§ **WHAT TO WORK ON**
Starting at the line that contains "Outline any hoodie hood you see." and running through the end of the listing, render each line as a string in a JSON list, leaving out any blank lines.

§ **PROVIDED RECORDS**
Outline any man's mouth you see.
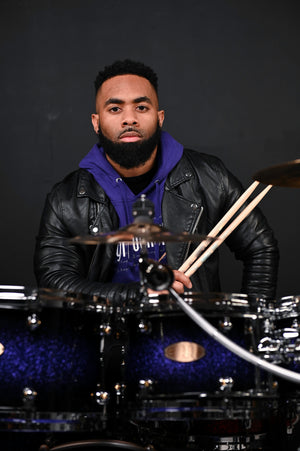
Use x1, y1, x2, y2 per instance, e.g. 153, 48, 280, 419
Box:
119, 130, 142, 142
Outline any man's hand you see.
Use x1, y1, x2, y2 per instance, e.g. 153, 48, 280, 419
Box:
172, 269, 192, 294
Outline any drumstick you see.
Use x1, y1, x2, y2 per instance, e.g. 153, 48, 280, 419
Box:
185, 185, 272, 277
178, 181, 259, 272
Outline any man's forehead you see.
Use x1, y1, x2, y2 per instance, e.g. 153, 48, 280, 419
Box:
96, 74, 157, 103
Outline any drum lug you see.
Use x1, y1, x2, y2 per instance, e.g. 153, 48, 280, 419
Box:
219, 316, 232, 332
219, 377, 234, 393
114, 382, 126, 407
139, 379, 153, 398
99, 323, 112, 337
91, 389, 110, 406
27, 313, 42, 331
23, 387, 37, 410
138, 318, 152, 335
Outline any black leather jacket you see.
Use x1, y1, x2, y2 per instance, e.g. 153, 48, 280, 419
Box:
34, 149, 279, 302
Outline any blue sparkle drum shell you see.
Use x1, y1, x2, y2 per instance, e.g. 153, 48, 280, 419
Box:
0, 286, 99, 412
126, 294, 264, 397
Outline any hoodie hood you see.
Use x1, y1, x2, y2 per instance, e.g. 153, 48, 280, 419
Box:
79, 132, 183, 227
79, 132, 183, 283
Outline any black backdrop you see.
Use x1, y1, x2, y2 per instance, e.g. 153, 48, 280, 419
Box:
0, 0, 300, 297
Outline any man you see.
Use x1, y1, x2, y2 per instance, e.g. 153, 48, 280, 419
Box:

§ **TASK ANSWER**
[
  "Outline any hoodie hood you see.",
  "Use x1, y1, x2, y2 per instance, e.g. 153, 48, 280, 419",
  "Box:",
  "79, 132, 183, 227",
  "79, 132, 183, 283",
  "Outline any black backdrop you see.",
  "Use x1, y1, x2, y2 per instance, e.g. 153, 48, 280, 419",
  "Box:",
  "0, 0, 300, 297",
  "Outline any man you see.",
  "Use x1, y1, x2, y2 per instance, e.g. 153, 48, 280, 419",
  "Box:"
]